İslam’ın ölçüsü apaçıktır. Mademki sen mazlumsun, ruhsat senin için caizdir. Fakat azimet yolunu seçersen sen kahramansın, sen cesursun, yüreklisin, yücesin. Sen dünya ve ahiret hayrını kazanan kişisin. Sen bu ümmetin gelecek nesillerinin medresesi oldun. Ama münafık, bu azimet yolunu seçen insanları sırtından bıçaklıyor. Hayır diyor bu kendini tehlikeye atmaktır, Ver onlara malını da ırzını da ver ki rahat edesin. Bu, nifakın prensibidir. Diyor ki münafık; sen mal ile canı birbiriyle mi karşılaştırıyorsun? Can, maldan tabi ki daha üstündür. Bu, nifakın mantığıdır.Böyle anlıyor münafık. Dini anlamada sorun yaşıyor. Kalbinde hastalık var. Ve diyor ki bu çok büyük bir sorun canları korumak için malın verilmesi gerekir diyor. Peki ırz? Ver ırzını da!

- [Yönergeler]
A – Münafıklar üzerine metinde "İslam’ın ölçüsü apaçıktır." sözlerinden "Ver ırzını da!" sözlerine kadar olan kısmı hiç değiştirmeden geri ver.
B – Münafıklar üzerine metni iki cümleyle özetle.
C – Münafıklar üzerine metni kaldığı yerden devam ettir.

- [Kayıtlı Veriler]
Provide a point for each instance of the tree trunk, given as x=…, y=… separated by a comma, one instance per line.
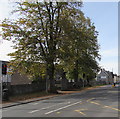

- [Görev Cevapları]
A –
İslam’ın ölçüsü apaçıktır. Mademki sen mazlumsun, ruhsat senin için caizdir. Fakat azimet yolunu seçersen sen kahramansın, sen cesursun, yüreklisin, yücesin. Sen dünya ve ahiret hayrını kazanan kişisin. Sen bu ümmetin gelecek nesillerinin medresesi oldun. Ama münafık, bu azimet yolunu seçen insanları sırtından bıçaklıyor. Hayır diyor bu kendini tehlikeye atmaktır, Ver onlara malını da ırzını da ver ki rahat edesin. Bu, nifakın prensibidir. Diyor ki münafık; sen mal ile canı birbiriyle mi karşılaştırıyorsun? Can, maldan tabi ki daha üstündür. Bu, nifakın mantığıdır.Böyle anlıyor münafık. Dini anlamada sorun yaşıyor. Kalbinde hastalık var. Ve diyor ki bu çok büyük bir sorun canları korumak için malın verilmesi gerekir diyor. Peki ırz? Ver ırzını da!

B – Mazlum için ruhsat caizdir, ama azimet yolunu seçen kişi kahraman, cesur ve yücedir; dünya ve ahiret hayrını kazanır. Münafık ise bu yolu seçenleri sırtından bıçaklar ve canı korumak için malın, hatta ırzın verilmesini söyler; bu, nifakın mantığıdır ve münafığın kalbinde hastalık vardır.

C –
Habib (S.A.V.) eğer ona malını verme dediyse peki evimi, ailemi, toprağımı, vatanımı, mukaddesatımı almak isteyene nasıl davranacağım? Bunların hepsini verecek miyim? Malını verme diyen haşa mukaddesatını ver mi diyecek? Vatanını ver mi diyecek? Evini aileni ver mi diyecek?
Bu, Kur’an’ın prensibidir. Ve öbürü de nifakın prensibi. Her zaman ve her yerde.
Yüz otuz günden fazladır, kahramanlarla doğrudan savaşmaktan aciz olduğu için, korkaklara, rezillere, adilere özgü bir yöntemle çocuk ve sivilleri vahşice bombalayan, füze fırlatanlar, yüz otuz gündür sabırlı, mü’min Gazze’yi hâlâ ele geçiremediler.
Acaba saygınlığımızı biraz kazansak, sınırları açsak, ben bunu Hz. Habib’in (S.A.V) zamanında olduğu gibi kahramanların yaptığı gibi yapalım demiyorum, savaşa, şerefli kahramanların katıldığı savaşa katılalım demiyorum, hayır hayır, onun dönemindeki kadınların yaptığını yapalım diyorum, sadece bu. Ve sınırlar açılsa ve onlara gıda, mal ve silah ulaştırsak, tıpkı Hz. Peygamber’in (S.A.V.) döneminde kadınların yaptığı gibi yapsak vallahi de hezimete uğrayacaklar.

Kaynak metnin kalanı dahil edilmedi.